REQUIREMENT:
Images do not belong in the copy. Retype the entries exactly.

▽

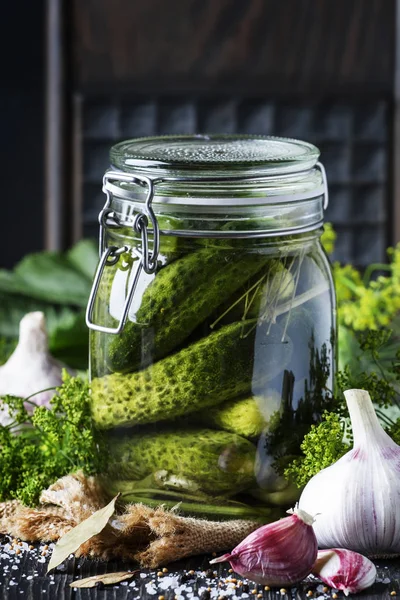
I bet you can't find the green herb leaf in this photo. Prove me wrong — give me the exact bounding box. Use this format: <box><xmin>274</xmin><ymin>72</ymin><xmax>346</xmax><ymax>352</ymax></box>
<box><xmin>48</xmin><ymin>309</ymin><xmax>89</xmax><ymax>369</ymax></box>
<box><xmin>47</xmin><ymin>495</ymin><xmax>119</xmax><ymax>573</ymax></box>
<box><xmin>66</xmin><ymin>239</ymin><xmax>98</xmax><ymax>281</ymax></box>
<box><xmin>284</xmin><ymin>412</ymin><xmax>348</xmax><ymax>488</ymax></box>
<box><xmin>14</xmin><ymin>252</ymin><xmax>91</xmax><ymax>307</ymax></box>
<box><xmin>0</xmin><ymin>238</ymin><xmax>97</xmax><ymax>370</ymax></box>
<box><xmin>0</xmin><ymin>372</ymin><xmax>106</xmax><ymax>506</ymax></box>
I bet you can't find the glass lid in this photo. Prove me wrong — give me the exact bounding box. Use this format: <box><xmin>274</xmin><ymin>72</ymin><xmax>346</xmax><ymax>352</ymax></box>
<box><xmin>110</xmin><ymin>134</ymin><xmax>320</xmax><ymax>176</ymax></box>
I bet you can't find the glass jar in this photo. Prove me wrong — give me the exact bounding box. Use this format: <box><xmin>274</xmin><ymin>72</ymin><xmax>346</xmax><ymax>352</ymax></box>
<box><xmin>86</xmin><ymin>135</ymin><xmax>336</xmax><ymax>522</ymax></box>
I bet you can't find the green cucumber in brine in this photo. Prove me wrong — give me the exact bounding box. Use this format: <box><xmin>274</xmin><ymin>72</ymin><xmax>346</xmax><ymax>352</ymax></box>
<box><xmin>191</xmin><ymin>391</ymin><xmax>283</xmax><ymax>439</ymax></box>
<box><xmin>191</xmin><ymin>396</ymin><xmax>266</xmax><ymax>439</ymax></box>
<box><xmin>106</xmin><ymin>248</ymin><xmax>271</xmax><ymax>373</ymax></box>
<box><xmin>106</xmin><ymin>427</ymin><xmax>257</xmax><ymax>495</ymax></box>
<box><xmin>91</xmin><ymin>319</ymin><xmax>293</xmax><ymax>429</ymax></box>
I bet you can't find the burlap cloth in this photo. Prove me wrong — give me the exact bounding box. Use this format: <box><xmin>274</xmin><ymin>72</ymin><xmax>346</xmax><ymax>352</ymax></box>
<box><xmin>0</xmin><ymin>472</ymin><xmax>259</xmax><ymax>568</ymax></box>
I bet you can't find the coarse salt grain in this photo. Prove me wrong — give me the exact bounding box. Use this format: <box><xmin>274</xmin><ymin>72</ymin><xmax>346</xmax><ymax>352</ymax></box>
<box><xmin>145</xmin><ymin>582</ymin><xmax>157</xmax><ymax>595</ymax></box>
<box><xmin>159</xmin><ymin>575</ymin><xmax>180</xmax><ymax>590</ymax></box>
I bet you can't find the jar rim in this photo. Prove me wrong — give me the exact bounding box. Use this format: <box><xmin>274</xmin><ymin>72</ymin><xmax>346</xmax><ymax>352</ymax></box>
<box><xmin>102</xmin><ymin>135</ymin><xmax>327</xmax><ymax>238</ymax></box>
<box><xmin>110</xmin><ymin>134</ymin><xmax>320</xmax><ymax>176</ymax></box>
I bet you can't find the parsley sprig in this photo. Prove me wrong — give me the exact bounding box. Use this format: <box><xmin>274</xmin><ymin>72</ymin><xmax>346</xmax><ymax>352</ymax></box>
<box><xmin>0</xmin><ymin>371</ymin><xmax>105</xmax><ymax>506</ymax></box>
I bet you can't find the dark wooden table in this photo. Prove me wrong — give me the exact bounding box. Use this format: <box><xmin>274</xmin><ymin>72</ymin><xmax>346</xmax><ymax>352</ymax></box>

△

OUTPUT OF THE TASK:
I bet you can't find the green herb leaf in this photo. Prove me wrong — give me the exact bounding box. Use this format: <box><xmin>274</xmin><ymin>72</ymin><xmax>346</xmax><ymax>352</ymax></box>
<box><xmin>48</xmin><ymin>309</ymin><xmax>89</xmax><ymax>369</ymax></box>
<box><xmin>47</xmin><ymin>495</ymin><xmax>119</xmax><ymax>573</ymax></box>
<box><xmin>66</xmin><ymin>239</ymin><xmax>98</xmax><ymax>281</ymax></box>
<box><xmin>284</xmin><ymin>412</ymin><xmax>348</xmax><ymax>488</ymax></box>
<box><xmin>14</xmin><ymin>252</ymin><xmax>91</xmax><ymax>307</ymax></box>
<box><xmin>0</xmin><ymin>238</ymin><xmax>97</xmax><ymax>370</ymax></box>
<box><xmin>0</xmin><ymin>372</ymin><xmax>106</xmax><ymax>506</ymax></box>
I bet you can't find the glass lid in this photo. Prove me wrong — give me the exact bounding box. Use this format: <box><xmin>274</xmin><ymin>72</ymin><xmax>346</xmax><ymax>352</ymax></box>
<box><xmin>110</xmin><ymin>134</ymin><xmax>320</xmax><ymax>176</ymax></box>
I bet you can't find the glass jar in this photo. Prove me wrong — give me the exact bounding box. Use this format: <box><xmin>274</xmin><ymin>72</ymin><xmax>346</xmax><ymax>352</ymax></box>
<box><xmin>86</xmin><ymin>135</ymin><xmax>336</xmax><ymax>522</ymax></box>
I bet you can't find the green cucumber in brine in this photo. Prove me wrong — give me the exact bounding box. Use this format: <box><xmin>274</xmin><ymin>72</ymin><xmax>346</xmax><ymax>352</ymax></box>
<box><xmin>191</xmin><ymin>391</ymin><xmax>283</xmax><ymax>439</ymax></box>
<box><xmin>191</xmin><ymin>396</ymin><xmax>266</xmax><ymax>439</ymax></box>
<box><xmin>106</xmin><ymin>248</ymin><xmax>271</xmax><ymax>373</ymax></box>
<box><xmin>106</xmin><ymin>427</ymin><xmax>257</xmax><ymax>495</ymax></box>
<box><xmin>91</xmin><ymin>319</ymin><xmax>293</xmax><ymax>429</ymax></box>
I bet you can't find the burlap cloth in this photo. Prove me wrong — give me the exact bounding box. Use this format: <box><xmin>274</xmin><ymin>72</ymin><xmax>346</xmax><ymax>352</ymax></box>
<box><xmin>0</xmin><ymin>472</ymin><xmax>259</xmax><ymax>568</ymax></box>
I bet you can't find the coarse salt grain in this photo. Prove me wrong — give me the exact bounding box. Use this format: <box><xmin>274</xmin><ymin>72</ymin><xmax>346</xmax><ymax>352</ymax></box>
<box><xmin>145</xmin><ymin>582</ymin><xmax>157</xmax><ymax>595</ymax></box>
<box><xmin>159</xmin><ymin>575</ymin><xmax>180</xmax><ymax>590</ymax></box>
I bet you can't find the jar rim in this photo. Prove me wrong — give me the exact bounding box. Use this format: <box><xmin>274</xmin><ymin>72</ymin><xmax>346</xmax><ymax>352</ymax></box>
<box><xmin>102</xmin><ymin>135</ymin><xmax>327</xmax><ymax>238</ymax></box>
<box><xmin>110</xmin><ymin>134</ymin><xmax>320</xmax><ymax>176</ymax></box>
I bet you can't find the parsley sprig in this photo. Prove me wrong — give me the exact bounding box. Use this format: <box><xmin>274</xmin><ymin>72</ymin><xmax>346</xmax><ymax>352</ymax></box>
<box><xmin>0</xmin><ymin>371</ymin><xmax>105</xmax><ymax>506</ymax></box>
I bet you can't find the dark wooden table in this photo. Prove me wrong — give me the exact bounding box. Use this format: <box><xmin>274</xmin><ymin>72</ymin><xmax>346</xmax><ymax>352</ymax></box>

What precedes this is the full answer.